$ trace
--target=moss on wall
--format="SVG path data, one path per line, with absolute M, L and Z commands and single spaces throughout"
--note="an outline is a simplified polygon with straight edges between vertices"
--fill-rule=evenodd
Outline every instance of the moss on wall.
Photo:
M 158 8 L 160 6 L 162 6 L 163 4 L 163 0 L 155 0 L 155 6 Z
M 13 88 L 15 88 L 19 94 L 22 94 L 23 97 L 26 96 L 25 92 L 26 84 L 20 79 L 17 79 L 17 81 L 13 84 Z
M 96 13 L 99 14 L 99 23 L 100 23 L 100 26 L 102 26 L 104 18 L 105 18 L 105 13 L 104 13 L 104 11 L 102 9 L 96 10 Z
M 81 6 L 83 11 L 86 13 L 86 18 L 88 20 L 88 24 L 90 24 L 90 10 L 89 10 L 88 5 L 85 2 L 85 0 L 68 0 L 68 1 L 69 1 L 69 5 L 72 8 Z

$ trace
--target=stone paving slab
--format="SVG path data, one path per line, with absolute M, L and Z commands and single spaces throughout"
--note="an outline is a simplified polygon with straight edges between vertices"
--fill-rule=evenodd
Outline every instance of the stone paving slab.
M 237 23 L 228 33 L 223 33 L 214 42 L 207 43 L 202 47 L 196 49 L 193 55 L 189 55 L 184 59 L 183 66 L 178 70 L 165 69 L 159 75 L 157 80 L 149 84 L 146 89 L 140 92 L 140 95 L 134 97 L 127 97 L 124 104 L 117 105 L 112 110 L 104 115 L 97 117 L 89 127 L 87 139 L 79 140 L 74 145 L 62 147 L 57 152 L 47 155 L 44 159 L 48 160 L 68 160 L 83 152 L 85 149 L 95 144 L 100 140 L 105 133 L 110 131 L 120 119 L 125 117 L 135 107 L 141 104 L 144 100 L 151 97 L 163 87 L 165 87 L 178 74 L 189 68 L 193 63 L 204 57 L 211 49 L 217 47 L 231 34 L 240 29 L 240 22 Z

════════════════

# [What is needed]
Return every line of the records above, character for character, with nothing changed, added, or left out.

# [Exercise result]
$ trace
--target=moss on wall
--format="SVG path data, one path per line, with absolute M, L and Z commands and single spaces throughout"
--note="an outline is a simplified polygon with straight edges between vertices"
--fill-rule=evenodd
Outline every instance of the moss on wall.
Photo:
M 158 8 L 160 6 L 162 6 L 163 4 L 163 0 L 155 0 L 155 6 Z
M 13 88 L 15 88 L 19 94 L 22 94 L 23 97 L 26 96 L 25 92 L 26 84 L 20 79 L 17 79 L 17 81 L 13 84 Z
M 96 13 L 99 14 L 99 23 L 100 23 L 100 26 L 102 26 L 104 18 L 105 18 L 105 13 L 104 13 L 104 11 L 102 9 L 96 10 Z
M 81 6 L 83 11 L 86 13 L 86 18 L 88 20 L 88 24 L 90 24 L 90 10 L 89 10 L 88 5 L 85 2 L 85 0 L 68 0 L 68 1 L 69 1 L 69 5 L 72 8 Z

$ trace
--target=stone paving slab
--format="SVG path data, one path per line, with absolute M, L and Z commands and single spaces throughout"
--note="an outline is a simplified polygon with straight edges between vertices"
--fill-rule=evenodd
Outline every instance of the stone paving slab.
M 237 23 L 228 33 L 223 33 L 214 42 L 207 43 L 202 47 L 196 49 L 193 55 L 189 55 L 184 59 L 183 66 L 178 70 L 165 69 L 159 75 L 157 80 L 149 84 L 146 89 L 140 92 L 140 95 L 134 97 L 127 97 L 124 104 L 117 105 L 112 110 L 104 115 L 97 117 L 89 127 L 87 139 L 79 140 L 74 145 L 62 147 L 57 152 L 47 155 L 44 159 L 48 160 L 68 160 L 83 152 L 85 149 L 95 144 L 100 140 L 105 133 L 110 131 L 120 119 L 125 117 L 135 107 L 141 104 L 144 100 L 151 97 L 163 87 L 165 87 L 178 74 L 189 68 L 193 63 L 204 57 L 211 49 L 217 47 L 231 34 L 240 29 L 240 22 Z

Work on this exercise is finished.